[DATA SUPPLIED start]

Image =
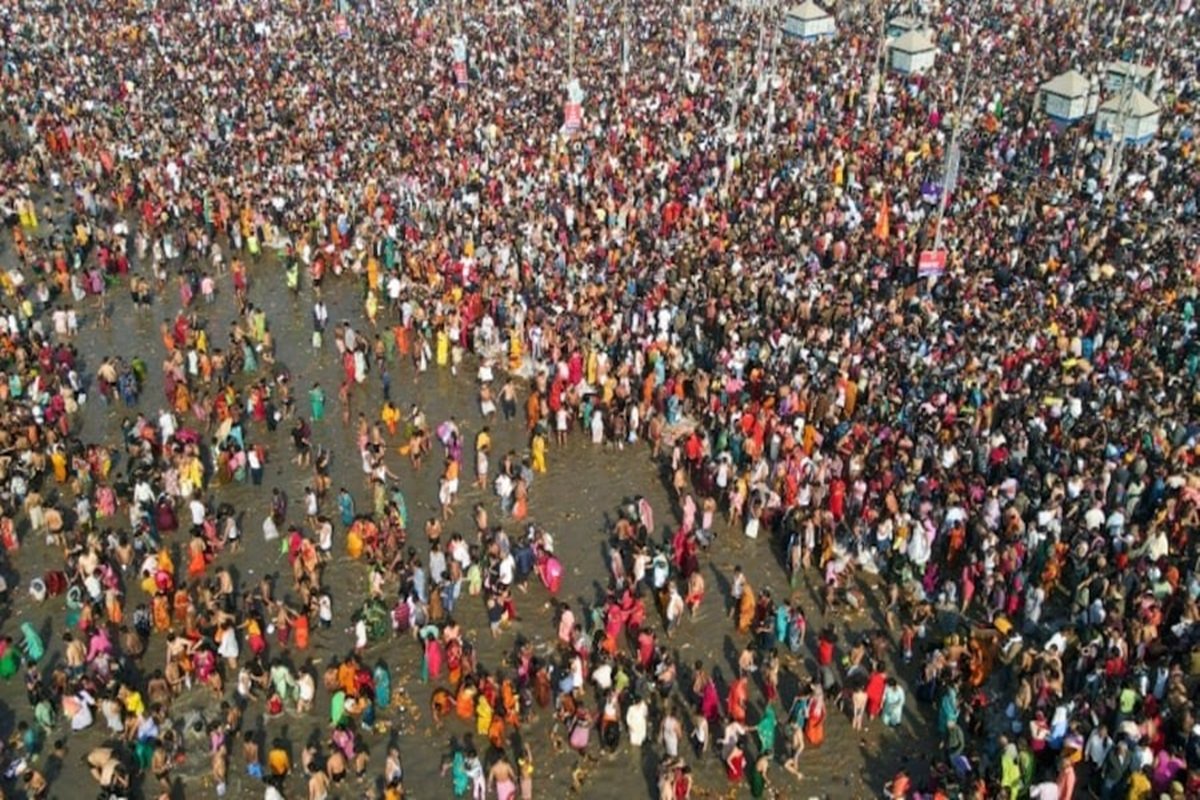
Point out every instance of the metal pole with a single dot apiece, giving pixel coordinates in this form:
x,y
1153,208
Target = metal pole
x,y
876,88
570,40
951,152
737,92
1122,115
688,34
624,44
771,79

[DATA SUPPLIED end]
[DATA SUPPLIED start]

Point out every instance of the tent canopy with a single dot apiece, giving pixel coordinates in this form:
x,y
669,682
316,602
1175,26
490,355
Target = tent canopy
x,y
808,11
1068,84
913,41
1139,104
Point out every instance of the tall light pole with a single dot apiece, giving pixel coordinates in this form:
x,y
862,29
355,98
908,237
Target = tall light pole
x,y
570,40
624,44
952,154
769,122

[DATA SUPPLIED end]

# [SHORT PROBLEM]
Which lines in the entries above contain the word "canopy"? Find each one and copy it out in full.

# [RIGHT ANSWER]
Point out every instance of the tent canopy with a single dot apiece, giving pixel coordinates in this form:
Target = tent canopy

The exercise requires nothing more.